### SOURCE TEXT
Shellac is used from ages for wood varnishing, and is secreted, as a protection, by an insect of the cochineal family, living in India. Conveniently treated and purified, it's usually sold in the form of very thin, glossy, amber-colored flakes, and it is the base for many types of guitar making varnishes. Following all kinds of recipes, often many ingredients are added, among which dyes, resins, waxes, and everything is always dissolved in alcohol.
For the varnishing procedure a pad (a cotton or wood wad wrapped in a cotton or linen piece of fabric) is used, following a very ancient technique, hard to learn and lengthy in execution, which today is used only for handcrafted musical instruments and for handcrafted highly valued furniture.
The French polishing plays an important role in sound quality, gives to the wood a wonderful appearance, and is unsurpassed in exalting the beauty of wood grain. Thickness is very tiny, of the order of 0.1 mm (the thickness of a photocopier paper) or less, and the less varnish one is capable to use, the better is final result. However the varnish coating is delicate is not so much resistant to scratches, heat, sweat, and needs periodical and regular maintenance, in order to keep its lustre and to constantly protect the wood. In this respect it's very different from synthetic varnishes, which are often used in guitars produced nowadays, and which are often applied in coatings that can be thick as much as 1 mm; these thicknesses are therefore even ten times (or often more) the shellac ones, and are actually comparable with the wood thickness of the soundboard itself. These varnishes are definitely highly resistant to scratches and wear, but they have the disadvantages to cause a worsening of sound quality, and they do not exalt the beauty of underlying wood grain.

### COLLECTED DATA
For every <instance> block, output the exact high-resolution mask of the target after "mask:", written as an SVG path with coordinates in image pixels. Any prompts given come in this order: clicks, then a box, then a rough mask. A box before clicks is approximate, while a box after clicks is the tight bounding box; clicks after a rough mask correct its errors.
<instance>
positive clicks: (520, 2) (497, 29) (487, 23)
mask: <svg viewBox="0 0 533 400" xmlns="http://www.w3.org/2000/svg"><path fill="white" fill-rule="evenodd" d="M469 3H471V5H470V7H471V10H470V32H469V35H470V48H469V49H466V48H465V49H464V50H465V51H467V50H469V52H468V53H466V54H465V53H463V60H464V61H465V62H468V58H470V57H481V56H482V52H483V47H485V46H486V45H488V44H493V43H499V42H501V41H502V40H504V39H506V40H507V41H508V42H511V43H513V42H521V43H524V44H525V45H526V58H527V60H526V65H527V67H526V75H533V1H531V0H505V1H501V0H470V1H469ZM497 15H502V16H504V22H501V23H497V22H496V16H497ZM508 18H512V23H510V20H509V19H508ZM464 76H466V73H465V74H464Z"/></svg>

### EXERCISE SET
1) According to the shellac text, how thick is a French polish coating?
2) Please extend the shellac text, picking up after its final sentence.

### ACTIVITY ANSWERS
1) About 0.1 mm or less, roughly the thickness of photocopier paper.

2)
A so special and delicate varnish requires some minimal knowledge about its characteristics, if one wants to maintain its properties at their best, owing to the fact that the varnish is basically different from the varnish concept we are used to. The shellac coating is, in fact, totally compatible with the wood inner structure, and, once applied, penetrates deeply inside it, where it is slowly absorbed: the final result is more a polished wood, than a varnished wood.
So, first of all, one has to pay attention to the guitar temperature: shellac and resins which form the varnish are very heat sensitive, they soften easily at high temperatures, and can be marked by anything that comes in contact with them. So it can well happen that when opening the case, warmed up after staying in a car parked in the sunshine, one finds the texture of the case padding carefully reproduced on the beautiful glossy back of the guitar. Analogous problems one can have just playing the instrument in hot summer day: it's very easy to find marks of our clothing reproduced on the varnish just in regions in which there is direct contact with our body (breast, legs, right forearm). It's always advisable, in these cases, to protect the instrument with a soft cloth or with a buckskin. One must also remember that the varnish is very much sensitive to sweat and to the salts dissolved in it: they can cause unpredictable deteriorations in the varnish coating, like loss of luster, shrinking, changing in toughness and texture. It is truly indispensable to protect the instrument in hot weather.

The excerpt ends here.